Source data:
•••••
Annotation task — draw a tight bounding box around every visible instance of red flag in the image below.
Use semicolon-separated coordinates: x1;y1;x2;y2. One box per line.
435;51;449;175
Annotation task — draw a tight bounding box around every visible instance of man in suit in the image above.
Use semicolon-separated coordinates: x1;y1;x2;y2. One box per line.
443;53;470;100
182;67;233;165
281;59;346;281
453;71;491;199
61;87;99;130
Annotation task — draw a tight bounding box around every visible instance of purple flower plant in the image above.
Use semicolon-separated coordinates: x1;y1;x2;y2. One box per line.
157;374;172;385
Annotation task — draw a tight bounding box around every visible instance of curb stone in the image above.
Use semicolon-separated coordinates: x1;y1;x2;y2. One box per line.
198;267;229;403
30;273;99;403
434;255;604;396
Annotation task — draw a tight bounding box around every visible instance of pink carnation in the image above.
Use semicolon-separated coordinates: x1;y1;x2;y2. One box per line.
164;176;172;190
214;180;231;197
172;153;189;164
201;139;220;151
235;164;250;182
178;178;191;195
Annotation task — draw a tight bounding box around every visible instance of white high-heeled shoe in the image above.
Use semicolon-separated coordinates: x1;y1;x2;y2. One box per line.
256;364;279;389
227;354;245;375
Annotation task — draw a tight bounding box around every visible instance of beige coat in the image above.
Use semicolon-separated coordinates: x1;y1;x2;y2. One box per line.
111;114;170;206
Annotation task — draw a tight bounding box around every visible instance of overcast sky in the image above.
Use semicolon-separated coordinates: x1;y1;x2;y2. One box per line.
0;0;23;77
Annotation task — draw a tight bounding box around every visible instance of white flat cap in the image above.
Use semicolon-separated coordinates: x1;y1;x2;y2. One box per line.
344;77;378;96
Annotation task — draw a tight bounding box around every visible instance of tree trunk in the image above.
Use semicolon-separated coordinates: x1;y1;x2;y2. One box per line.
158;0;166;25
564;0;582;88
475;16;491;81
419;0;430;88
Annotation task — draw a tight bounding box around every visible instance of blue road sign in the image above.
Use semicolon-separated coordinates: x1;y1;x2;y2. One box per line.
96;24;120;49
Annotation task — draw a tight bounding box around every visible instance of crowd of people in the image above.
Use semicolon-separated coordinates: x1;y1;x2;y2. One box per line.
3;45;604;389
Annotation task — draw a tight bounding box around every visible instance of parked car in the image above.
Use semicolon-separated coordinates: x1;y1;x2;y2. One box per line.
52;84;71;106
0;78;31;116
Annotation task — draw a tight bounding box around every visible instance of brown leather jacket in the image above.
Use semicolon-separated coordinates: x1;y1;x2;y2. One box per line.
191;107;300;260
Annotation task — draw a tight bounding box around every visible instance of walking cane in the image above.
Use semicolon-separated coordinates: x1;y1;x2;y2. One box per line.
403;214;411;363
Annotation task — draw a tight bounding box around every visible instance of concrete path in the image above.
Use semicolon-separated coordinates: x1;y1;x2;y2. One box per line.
•••••
### WHAT IS EXPECTED
Rewrite everything from the line containing "carnation in the image above." down to the line containing "3;45;604;389", replacing "Annotation task" with "Labeling task" and leaving all else unchanged.

### WRITTEN SOLUTION
Labeling task — draw a tight bounding box around every visible instance of pink carnation in the image above.
Use semicolon-separated coordinates: x1;y1;x2;y2. One box per line.
164;176;172;190
214;180;231;197
172;153;189;164
201;139;220;151
235;164;250;182
178;178;191;195
Labeling task — draw a tight bounding box around every visible instance of white high-heeled shoe in the image above.
Use semicolon-separated coordinates: x1;y1;x2;y2. One box per line.
256;364;279;389
227;354;245;375
Labeling task — draw a tight bounding box around every visible instance of beige coat in the image above.
Use semicolon-separated coordinates: x1;y1;x2;y2. One box per line.
111;114;170;206
Labeling task — draw a tight bounding box around every visible instance of overcast sky in the image above.
Use semicolon-separated coordinates: x1;y1;x2;y2. One box per line.
0;0;23;77
Labeling task — draw a tight bounding box around every visible instance of white flat cap in the image above.
Use semicolon-separated coordinates: x1;y1;x2;y2. One box per line.
344;77;378;96
Labeling task — draw a tight bounding box around every visible instance of tree trunk in the image above.
Use semicolon-separated coordinates: x1;y1;x2;y2. One box per line.
158;0;166;25
564;0;582;88
475;16;491;81
419;0;430;88
Labeling task — draw a tight bounding box around every visible instance of blue road sign in the image above.
Use semicolon-separated coordinates: x1;y1;x2;y2. One box per line.
96;24;120;49
Labeling task — draw a tight bounding box around every visible instance of crowd of people in the image above.
Use semicolon-separated coordinates: x1;y1;x2;y2. One box per line.
3;45;604;389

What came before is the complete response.